DOCUMENT PASSAGE =>
◆ ◆ ◆ ◆ ◆ ◆ ◆

And yet these same conservatives are, at root, keepers of the status quo. Oh, sure, they want some things to change.
They want their pet ideas adopted—tax deductions for having more babies and the like. Many of them are even good ideas.
But are any of them truly fundamental? Do they get to the heart of our problems? If conservatives are right about the importance of virtue, morality, religious faith, stability, character
and so on in the individual; if they are right about sexual morality or what came to be termed “family values”;
if they are right about the importance of education to inculcate good character and to teach the fundamentals that have defined
knowledge in the West for millennia; if they are right about societal norms and public order; if they are right about the
centrality of initiative, enterprise, industry, and thrift to a sound economy and a healthy society; if they are right about
the soul-sapping effects of paternalistic Big Government and its cannibalization of civil society and religious institutions;
if they are right about the necessity of a strong defense and prudent statesmanship in the international sphere—if they
are right about the importance of all this to national health and even survival, then they must believe—mustn’t
they?—that we are headed off a cliff. But it’s
quite obvious that conservatives don’t believe any such thing, that they feel no such sense of urgency, of an immediate
necessity to change course and avoid the cliff. A recent article by Matthew Continetti may be taken as representative—indeed,
almost written for the purpose of illustrating the point. Continetti inquires into the “condition of America”

◆ ◆ ◆ ◆ ◆ ◆ ◆

RECORD EXTRACTS =>
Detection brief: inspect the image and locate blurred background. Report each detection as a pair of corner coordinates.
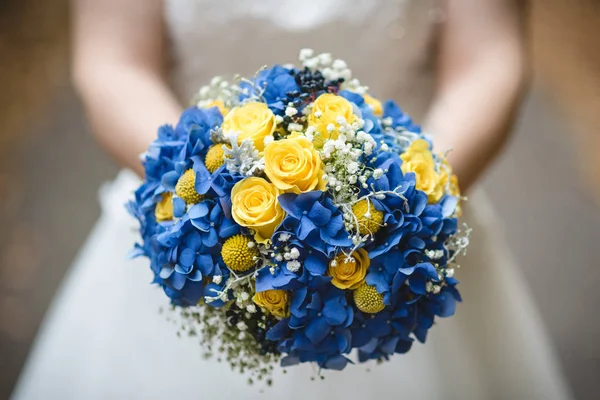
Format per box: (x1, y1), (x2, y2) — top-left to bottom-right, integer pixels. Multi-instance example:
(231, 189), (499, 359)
(0, 0), (600, 399)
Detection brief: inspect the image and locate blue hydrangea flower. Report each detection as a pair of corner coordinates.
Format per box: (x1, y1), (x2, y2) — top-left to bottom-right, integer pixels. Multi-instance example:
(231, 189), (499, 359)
(278, 190), (352, 256)
(240, 65), (300, 114)
(175, 106), (223, 161)
(274, 286), (354, 369)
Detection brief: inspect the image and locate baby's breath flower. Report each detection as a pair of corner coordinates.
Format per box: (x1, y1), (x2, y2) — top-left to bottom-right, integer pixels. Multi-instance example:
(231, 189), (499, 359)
(285, 106), (298, 117)
(286, 260), (301, 272)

◆ ◆ ◆ ◆ ◆ ◆ ◆

COMPLETE THE FOLLOWING =>
1. In the passage on conservatives, whose recent article is held up as representative?
2. Carry on the passage on conservatives from its final words.
The records aren't needed for this work.

ANSWERS =>
1. Matthew Continetti's

2.
and finds it wanting. What does Continetti propose to do about it? The usual litany of “conservative” “solutions,”
with the obligatory references to decentralization, federalization, “civic renewal,” and—of course!—Burke.
Which is to say, conservatism’s typical combination of the useless and inapt with the utopian and unrealizable. Decentralization
and federalism are all well and good, and as a conservative, I endorse them both without reservation. But how are they going
to save, or even meaningfully improve, the America that Continetti describes? What can they do against a tidal wave of dysfunction,
immorality, and corruption? “Civic renewal” would do a lot of course, but that’s like saying health will
save a cancer patient. A step has been skipped in there somewhere. How are we going to achieve “civic renewal”?
Wishing for a tautology to enact itself is not a strategy. Continetti
trips over a more promising approach when he writes of “stress[ing] the ‘national interest abroad and national
solidarity at home’ through foreign-policy retrenchment, ‘support to workers buffeted by globalization,’
and setting ‘tax rates and immigration levels’ to foster social cohesion." That sounds a lot like Trumpism.
But the phrases that Continetti quotes are taken from Ross Douthat and Reihan Salam, both of whom, like Continetti, are vociferously—one
might even say fanatically—anti-Trump. At least they, unlike Kesler, give Trump credit for having identified the right
stance on today’s most salient issues. Yet, paradoxically, they won’t vote for Trump whereas Kesler hints that
he will. It’s reasonable, then, to read into Kesler’s esoteric endorsement of Trump an implicit acknowledgment
that the crisis is, indeed, pretty dire. I expect a Claremont scholar to be wiser than most other conservative intellectuals,
and I am relieved not to be disappointed in this instance. Yet we may
also reasonably ask: What explains the Pollyanna-ish declinism of so many others? That is, the stance that Things-Are-Really-Bad—But-Not-So-Bad-that-We-Have-to-Consider-Anything-Really-Different!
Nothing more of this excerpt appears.